§ YOUR OBJECTIVE: Return the entries verbatim and drop every picture.

[START SUPPLIED INFORMATION]

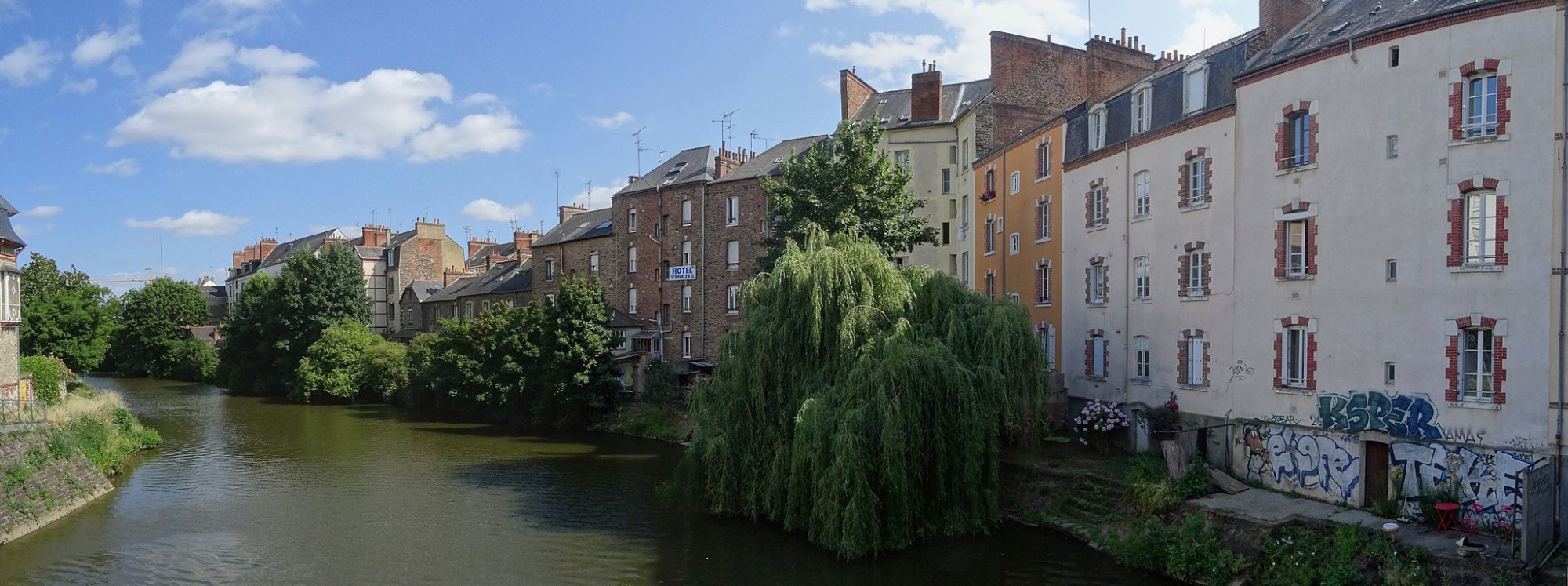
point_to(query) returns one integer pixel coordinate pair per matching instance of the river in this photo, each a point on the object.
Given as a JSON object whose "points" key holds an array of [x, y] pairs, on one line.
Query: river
{"points": [[255, 491]]}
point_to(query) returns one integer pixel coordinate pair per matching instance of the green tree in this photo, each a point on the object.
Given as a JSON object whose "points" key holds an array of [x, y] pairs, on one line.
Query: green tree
{"points": [[65, 314], [153, 323], [579, 375], [862, 403], [846, 184], [350, 362]]}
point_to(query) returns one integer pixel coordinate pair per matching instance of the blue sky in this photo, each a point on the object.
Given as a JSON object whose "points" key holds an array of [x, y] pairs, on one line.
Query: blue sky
{"points": [[200, 126]]}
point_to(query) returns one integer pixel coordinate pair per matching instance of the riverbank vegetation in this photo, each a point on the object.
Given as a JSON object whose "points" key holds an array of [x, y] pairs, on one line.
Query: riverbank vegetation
{"points": [[862, 403]]}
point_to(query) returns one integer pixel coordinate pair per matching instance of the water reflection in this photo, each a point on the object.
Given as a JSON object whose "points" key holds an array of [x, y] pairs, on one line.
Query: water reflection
{"points": [[258, 491]]}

[END SUPPLIED INFORMATION]

§ TASK ANSWER:
point_to(query) returns one integer pixel coordinate pair per matching instance of the river in this photo, each a point on the object.
Given as a JSON object whose "points" key holds an array of [x, y] pairs, on one line.
Query: river
{"points": [[255, 491]]}
point_to(query) returns one integer pixel coordinate pair per matching instance of the green tree in this photo, each a point on the object.
Given as a JSON object whose "points" key holds an array of [x, y] pairs, on one line.
Query: green tree
{"points": [[65, 314], [153, 323], [579, 375], [862, 403], [846, 184], [350, 362]]}
point_to(query) returns one integer pixel coordinate pair per matching instance of the blue sky in this photo, each a point on the object.
Given as a JSON object whose "points" key holds an array of [x, y] pairs, on one line.
Query: blue sky
{"points": [[200, 126]]}
point_to(query) returns one integer pixel coordinate pair per matching instance of the riverbank vegetation in this photo, each a point on the object.
Given as a JSON object whose "points" key holds an array of [x, y] pairs, on one line.
Query: riverbank vegetation
{"points": [[862, 403]]}
point_to(query) returns one integer pixel coordinate pair per matching instance of the water reflection in this photo, each a point on the object.
Given as a JSON object whose "points" key holds an array of [x, y] pairs, on one line.
Query: water reflection
{"points": [[258, 491]]}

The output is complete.